TASK BRIEF
Pull every line from the records that has the word "windshield" in it.

### ENTRIES SHOWN ###

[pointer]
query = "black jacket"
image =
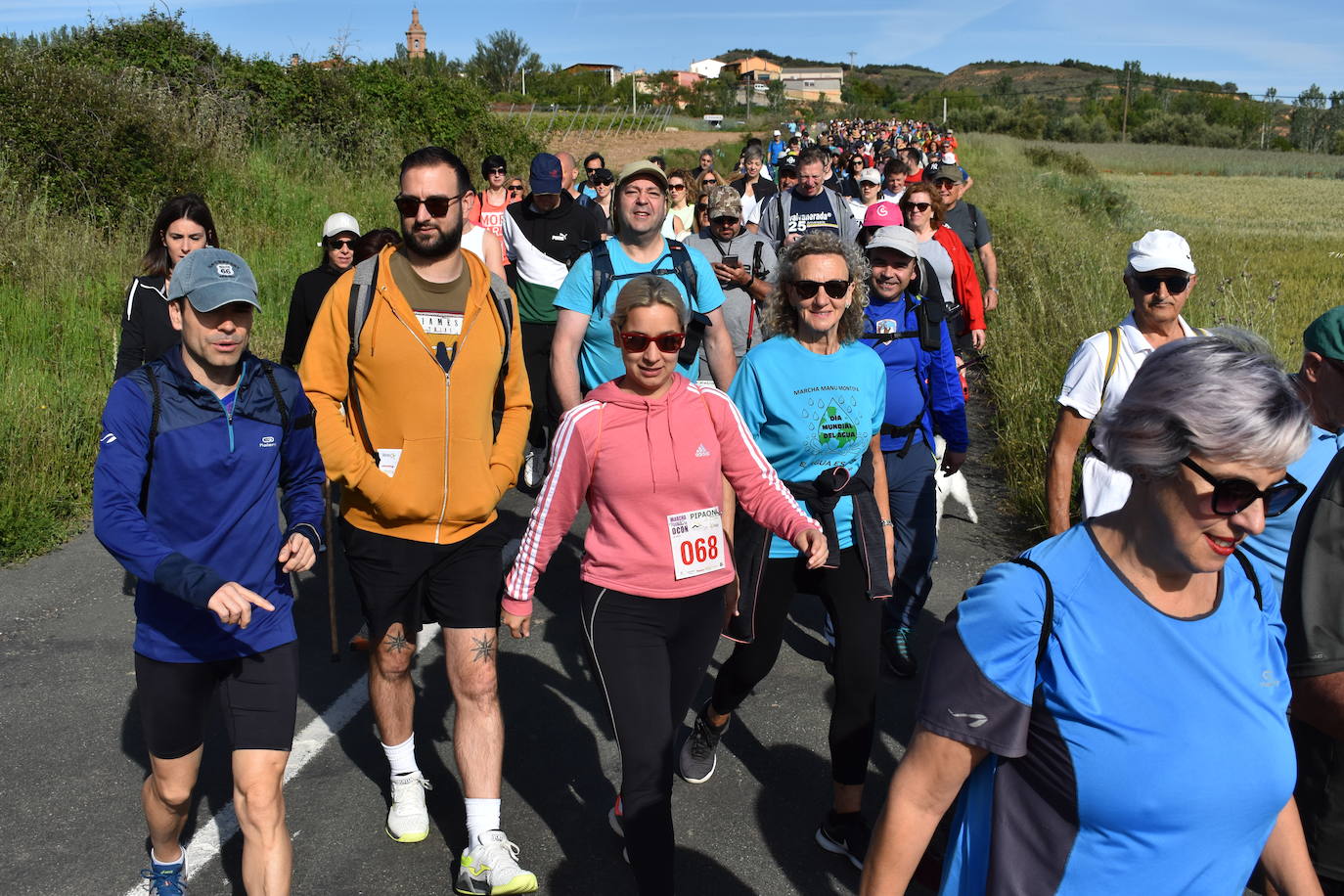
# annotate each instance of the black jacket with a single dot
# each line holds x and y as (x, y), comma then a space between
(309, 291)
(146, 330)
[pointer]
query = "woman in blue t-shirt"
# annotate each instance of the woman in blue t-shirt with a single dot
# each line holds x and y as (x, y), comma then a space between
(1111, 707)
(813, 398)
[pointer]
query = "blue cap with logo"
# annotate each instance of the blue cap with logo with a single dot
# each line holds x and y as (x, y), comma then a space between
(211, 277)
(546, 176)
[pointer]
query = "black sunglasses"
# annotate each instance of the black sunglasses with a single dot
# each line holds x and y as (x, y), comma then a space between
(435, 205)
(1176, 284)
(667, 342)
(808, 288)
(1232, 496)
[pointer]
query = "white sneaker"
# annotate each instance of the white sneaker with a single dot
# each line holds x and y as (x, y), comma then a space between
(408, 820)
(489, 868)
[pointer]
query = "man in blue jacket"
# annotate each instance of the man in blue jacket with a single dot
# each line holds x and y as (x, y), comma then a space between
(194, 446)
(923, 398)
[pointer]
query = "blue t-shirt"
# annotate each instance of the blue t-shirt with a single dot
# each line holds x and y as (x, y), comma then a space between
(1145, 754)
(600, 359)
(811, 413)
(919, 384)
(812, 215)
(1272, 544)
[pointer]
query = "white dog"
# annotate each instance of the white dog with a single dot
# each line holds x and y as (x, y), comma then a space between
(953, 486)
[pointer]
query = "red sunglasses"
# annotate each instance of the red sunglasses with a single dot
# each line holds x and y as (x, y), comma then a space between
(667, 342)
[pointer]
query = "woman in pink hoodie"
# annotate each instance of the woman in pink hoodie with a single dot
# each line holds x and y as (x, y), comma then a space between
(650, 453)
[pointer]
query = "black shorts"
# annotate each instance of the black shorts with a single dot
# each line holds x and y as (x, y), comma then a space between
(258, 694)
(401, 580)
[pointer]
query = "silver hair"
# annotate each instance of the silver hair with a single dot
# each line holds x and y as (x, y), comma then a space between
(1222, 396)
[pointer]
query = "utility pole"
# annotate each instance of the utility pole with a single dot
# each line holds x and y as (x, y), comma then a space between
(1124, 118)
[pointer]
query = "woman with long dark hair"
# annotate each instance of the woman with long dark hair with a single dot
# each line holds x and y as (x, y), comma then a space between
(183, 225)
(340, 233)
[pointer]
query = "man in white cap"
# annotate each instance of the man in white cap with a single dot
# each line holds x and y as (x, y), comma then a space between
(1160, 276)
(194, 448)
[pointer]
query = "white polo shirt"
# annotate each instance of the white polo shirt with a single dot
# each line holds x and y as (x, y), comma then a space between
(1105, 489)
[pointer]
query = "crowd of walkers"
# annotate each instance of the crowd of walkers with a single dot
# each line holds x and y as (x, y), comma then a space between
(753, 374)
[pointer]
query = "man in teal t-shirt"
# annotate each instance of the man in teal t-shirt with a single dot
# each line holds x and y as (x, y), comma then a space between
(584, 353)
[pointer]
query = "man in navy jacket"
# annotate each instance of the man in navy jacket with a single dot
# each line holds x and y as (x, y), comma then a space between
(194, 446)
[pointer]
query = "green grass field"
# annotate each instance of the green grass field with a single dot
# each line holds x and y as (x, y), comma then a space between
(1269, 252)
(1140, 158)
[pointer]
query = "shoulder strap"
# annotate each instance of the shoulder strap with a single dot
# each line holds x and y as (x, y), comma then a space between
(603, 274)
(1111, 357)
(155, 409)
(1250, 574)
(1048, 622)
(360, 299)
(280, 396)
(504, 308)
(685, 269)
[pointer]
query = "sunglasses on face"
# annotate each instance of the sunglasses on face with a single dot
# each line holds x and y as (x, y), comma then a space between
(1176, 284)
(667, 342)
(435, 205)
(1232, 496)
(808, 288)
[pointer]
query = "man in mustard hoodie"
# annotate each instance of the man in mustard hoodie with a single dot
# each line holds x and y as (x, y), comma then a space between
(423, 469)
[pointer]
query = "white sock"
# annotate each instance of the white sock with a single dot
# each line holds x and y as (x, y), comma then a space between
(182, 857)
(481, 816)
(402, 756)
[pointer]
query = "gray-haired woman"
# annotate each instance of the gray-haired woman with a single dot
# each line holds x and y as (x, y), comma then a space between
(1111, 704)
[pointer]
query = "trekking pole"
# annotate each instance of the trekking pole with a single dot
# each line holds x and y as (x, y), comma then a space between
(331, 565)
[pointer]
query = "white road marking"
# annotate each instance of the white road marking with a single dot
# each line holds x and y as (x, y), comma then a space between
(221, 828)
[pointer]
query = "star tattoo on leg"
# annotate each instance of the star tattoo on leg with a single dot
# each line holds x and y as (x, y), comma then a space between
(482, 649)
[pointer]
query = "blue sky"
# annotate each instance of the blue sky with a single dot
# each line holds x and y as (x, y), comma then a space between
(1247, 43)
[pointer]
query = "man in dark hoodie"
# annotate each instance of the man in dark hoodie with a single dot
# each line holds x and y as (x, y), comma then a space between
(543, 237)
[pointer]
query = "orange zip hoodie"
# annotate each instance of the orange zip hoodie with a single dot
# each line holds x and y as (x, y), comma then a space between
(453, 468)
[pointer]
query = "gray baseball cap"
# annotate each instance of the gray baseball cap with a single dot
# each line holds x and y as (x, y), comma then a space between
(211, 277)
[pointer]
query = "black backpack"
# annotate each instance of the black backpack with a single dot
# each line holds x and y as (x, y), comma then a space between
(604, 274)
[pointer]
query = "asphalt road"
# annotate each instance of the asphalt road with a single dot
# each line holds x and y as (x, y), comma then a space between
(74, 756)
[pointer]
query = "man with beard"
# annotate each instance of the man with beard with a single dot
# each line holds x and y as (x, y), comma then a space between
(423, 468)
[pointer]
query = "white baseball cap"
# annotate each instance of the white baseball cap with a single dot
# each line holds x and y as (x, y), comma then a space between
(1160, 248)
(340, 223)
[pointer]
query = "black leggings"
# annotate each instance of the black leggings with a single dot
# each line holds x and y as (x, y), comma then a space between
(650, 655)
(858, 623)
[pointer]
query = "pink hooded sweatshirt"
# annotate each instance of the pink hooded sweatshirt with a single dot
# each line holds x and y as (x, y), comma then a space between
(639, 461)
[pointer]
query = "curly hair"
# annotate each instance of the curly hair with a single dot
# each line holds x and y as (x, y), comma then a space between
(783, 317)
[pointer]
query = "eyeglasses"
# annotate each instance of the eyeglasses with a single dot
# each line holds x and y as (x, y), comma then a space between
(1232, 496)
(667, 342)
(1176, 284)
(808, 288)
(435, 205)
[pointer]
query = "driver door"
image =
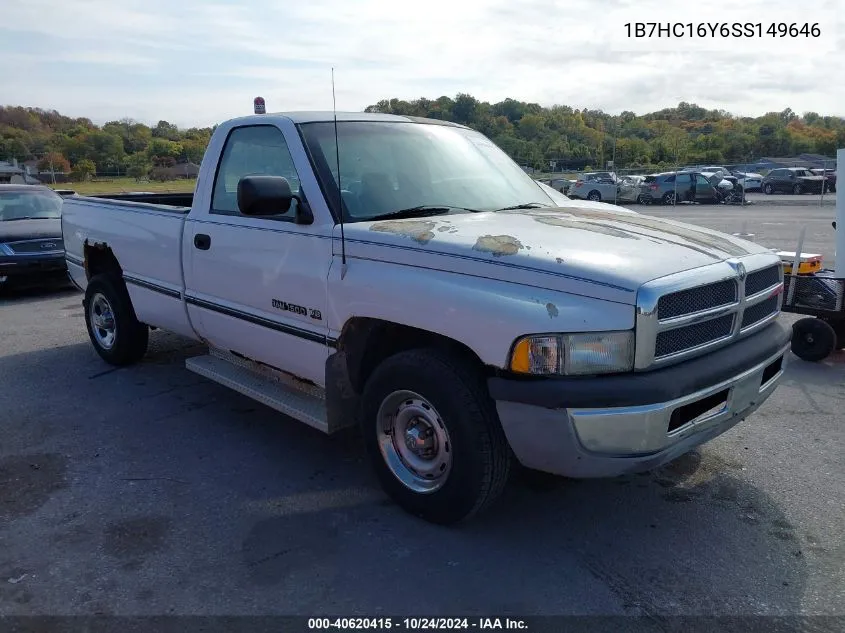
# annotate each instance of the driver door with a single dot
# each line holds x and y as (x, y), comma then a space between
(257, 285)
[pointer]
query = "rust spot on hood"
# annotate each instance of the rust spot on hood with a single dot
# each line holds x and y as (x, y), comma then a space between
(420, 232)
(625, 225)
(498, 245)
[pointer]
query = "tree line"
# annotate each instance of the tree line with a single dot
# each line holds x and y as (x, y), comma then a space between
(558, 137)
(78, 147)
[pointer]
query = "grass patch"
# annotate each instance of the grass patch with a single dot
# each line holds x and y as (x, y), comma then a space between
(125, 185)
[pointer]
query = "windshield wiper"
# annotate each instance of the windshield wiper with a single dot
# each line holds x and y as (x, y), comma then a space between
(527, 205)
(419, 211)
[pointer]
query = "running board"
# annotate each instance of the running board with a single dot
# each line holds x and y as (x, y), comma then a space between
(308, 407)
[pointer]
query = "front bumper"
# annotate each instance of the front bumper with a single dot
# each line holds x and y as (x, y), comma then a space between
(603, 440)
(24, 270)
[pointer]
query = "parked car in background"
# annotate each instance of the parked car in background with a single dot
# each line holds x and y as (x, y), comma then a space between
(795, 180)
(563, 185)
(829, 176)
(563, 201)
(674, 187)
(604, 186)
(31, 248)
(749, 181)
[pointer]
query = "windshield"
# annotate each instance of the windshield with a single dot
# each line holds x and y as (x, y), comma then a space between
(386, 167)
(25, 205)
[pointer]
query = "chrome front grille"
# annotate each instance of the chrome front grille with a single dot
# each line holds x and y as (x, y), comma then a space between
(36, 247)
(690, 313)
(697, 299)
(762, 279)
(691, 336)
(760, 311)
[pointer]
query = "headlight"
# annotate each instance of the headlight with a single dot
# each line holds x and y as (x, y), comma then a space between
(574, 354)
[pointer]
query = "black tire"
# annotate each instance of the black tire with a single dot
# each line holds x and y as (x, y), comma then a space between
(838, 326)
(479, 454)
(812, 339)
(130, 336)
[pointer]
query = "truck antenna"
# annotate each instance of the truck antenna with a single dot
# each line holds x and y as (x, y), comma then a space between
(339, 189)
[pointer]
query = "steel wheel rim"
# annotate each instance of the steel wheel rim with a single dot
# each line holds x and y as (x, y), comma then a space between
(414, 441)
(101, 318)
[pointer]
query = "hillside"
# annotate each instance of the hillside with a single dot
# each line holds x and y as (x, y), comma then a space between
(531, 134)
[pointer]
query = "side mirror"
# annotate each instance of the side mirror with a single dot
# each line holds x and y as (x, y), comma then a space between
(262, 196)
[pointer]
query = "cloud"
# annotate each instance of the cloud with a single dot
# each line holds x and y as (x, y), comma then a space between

###

ANSWER TO THE PROBLEM
query = "windshield wiper"
# annotate each instance of the windshield wiper with a single dot
query = "windshield"
# annotate each instance of the windshield with a single dot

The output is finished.